(Beginning of Exercise data)

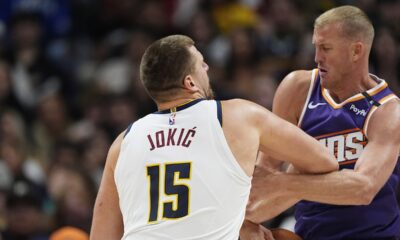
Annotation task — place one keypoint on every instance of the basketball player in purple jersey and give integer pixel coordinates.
(357, 117)
(184, 172)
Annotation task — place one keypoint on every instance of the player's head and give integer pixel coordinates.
(172, 67)
(343, 38)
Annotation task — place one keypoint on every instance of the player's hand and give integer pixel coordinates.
(252, 231)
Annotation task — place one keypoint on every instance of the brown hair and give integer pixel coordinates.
(354, 23)
(164, 65)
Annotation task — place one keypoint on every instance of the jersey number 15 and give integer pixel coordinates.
(172, 185)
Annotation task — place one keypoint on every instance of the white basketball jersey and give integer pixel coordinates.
(178, 179)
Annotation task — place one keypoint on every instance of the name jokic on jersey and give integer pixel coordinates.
(345, 145)
(171, 137)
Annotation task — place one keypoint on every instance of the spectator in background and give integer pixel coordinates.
(25, 217)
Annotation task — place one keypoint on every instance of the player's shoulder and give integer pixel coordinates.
(241, 111)
(296, 81)
(240, 106)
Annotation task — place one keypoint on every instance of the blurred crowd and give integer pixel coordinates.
(69, 83)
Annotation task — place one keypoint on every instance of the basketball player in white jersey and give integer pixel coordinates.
(184, 172)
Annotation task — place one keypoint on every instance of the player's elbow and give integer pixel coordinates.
(330, 165)
(367, 193)
(253, 215)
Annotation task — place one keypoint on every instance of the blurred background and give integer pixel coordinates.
(69, 84)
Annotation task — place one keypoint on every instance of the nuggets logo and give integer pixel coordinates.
(347, 145)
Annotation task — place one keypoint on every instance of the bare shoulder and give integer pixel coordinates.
(384, 123)
(242, 109)
(291, 95)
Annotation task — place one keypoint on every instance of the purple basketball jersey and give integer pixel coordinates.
(343, 128)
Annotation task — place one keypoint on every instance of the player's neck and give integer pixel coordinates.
(176, 102)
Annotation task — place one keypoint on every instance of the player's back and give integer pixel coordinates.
(177, 178)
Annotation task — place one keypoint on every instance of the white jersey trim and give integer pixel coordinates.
(314, 76)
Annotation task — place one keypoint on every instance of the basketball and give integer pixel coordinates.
(283, 234)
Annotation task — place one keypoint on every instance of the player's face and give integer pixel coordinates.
(200, 74)
(332, 54)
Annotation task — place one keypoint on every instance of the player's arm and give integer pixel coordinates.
(107, 219)
(266, 199)
(373, 168)
(283, 140)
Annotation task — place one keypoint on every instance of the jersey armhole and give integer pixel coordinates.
(219, 111)
(314, 76)
(128, 130)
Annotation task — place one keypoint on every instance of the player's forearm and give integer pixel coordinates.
(268, 208)
(341, 188)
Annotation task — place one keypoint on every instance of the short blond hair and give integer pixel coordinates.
(354, 23)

(End of Exercise data)

**Work required:** The answer must contain only the lines from the one with "basketball and give integer pixel coordinates." to the end of the entries above, each written out exactly.

**Reply:**
Annotation task — place one keypoint on every instance of the basketball and give integer pixel coordinates.
(283, 234)
Annotation task — place one keypoint on every instance of the player's face and give integer pixel coordinates.
(200, 74)
(332, 54)
Annotation task — place one keypoint on every instance of the player's arm and give integer pixel coordinates.
(107, 219)
(266, 199)
(373, 168)
(283, 140)
Annotation task — place one keypoint on every instance of the jersey armhole and give integer pixel coordinates.
(219, 111)
(314, 76)
(128, 130)
Annotation task — place one keypoint on every instance of the player's forearm and give integer pixel coordinates.
(268, 208)
(341, 188)
Annotation task — place one keypoint on every instance of the short blond hair and give integer pixel coordinates.
(354, 23)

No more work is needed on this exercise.